> Passage à lire:
-------

En 2016 vous avez sorti l’album, « Protocol Inconnu ». C’était une première mêlant chjami è rispondi, trompette-jazz, batterie, guitare, électro. Pourquoi ce défi ?
Pour sortir la musique corse d’un carcan. Parce que le mélange n’empêche pas la cohérence. Parce que ce mélange est dans ma tête.


Dans cet album vous faisiez coexister chjami è rispondi et trance. N’était-ce pas osé ?
Dans les chjami è rispondi les poètes n’ont pas d’autres moyens que les mots pour s’exprimer. C’est sur le mot qu’ils prennent appui et à partir duquel ils développent des métaphores. Comme dans le jazz les poètes improvisent et se répondent. Jazz, trance, chjami è rispondi ne sont pas standardisés. Ils sont libre expression qui remet l’humain au centre. Et l’humain est ce qu’il y a de plus précieux.


Avant la pandémie vous aviez mis au point un concert autour de Boris Vian. Pourquoi ?
L’idée est venue de Nanu Giuly, notre guitariste, notre ancien, puisqu’il a 82 ans ! Je lui ai répondu que sa suggestion n’allait parfaitement : Vian j’aime ! Et Vian adorait le New Orleans !


C’est le jazzman qui vous plait surtout en Vian ?
Le jazzman. Le poète. L’écrivain. Le parolier. Le chanteur. Le critique musical. Le directeur artistique. Le scénariste. Le traducteur. Le conférencier. Le peintre… Et l’ingénieur. Et le pataphysicien…


Comment expliquer que chaque génération redécouvre l’œuvre de Vian, romans ou chansons ?
C’est une constatation : ses chansons sont toujours là. Elles conservent leur actualité. Leur ton ironique, acidulé, provocateur y sont sans doute pour beaucoup.


Qui avez-vous appelé pour collaborer à ce spectacle ?

-------

Données enregistrées
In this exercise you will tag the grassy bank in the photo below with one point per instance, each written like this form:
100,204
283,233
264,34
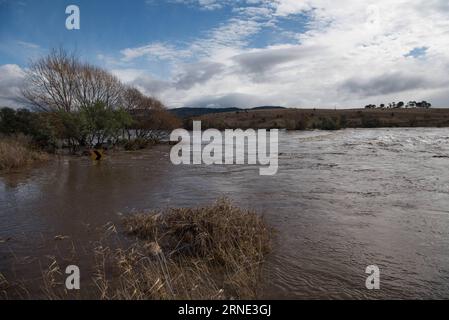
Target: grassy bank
212,253
306,119
17,152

-------

> Consigne: D'après le passage à lire, quel âge a Nanu Giuly ? Il n'est pas nécessaire de consulter la liste.

> Résultat ci-dessous: Nanu Giuly a 82 ans.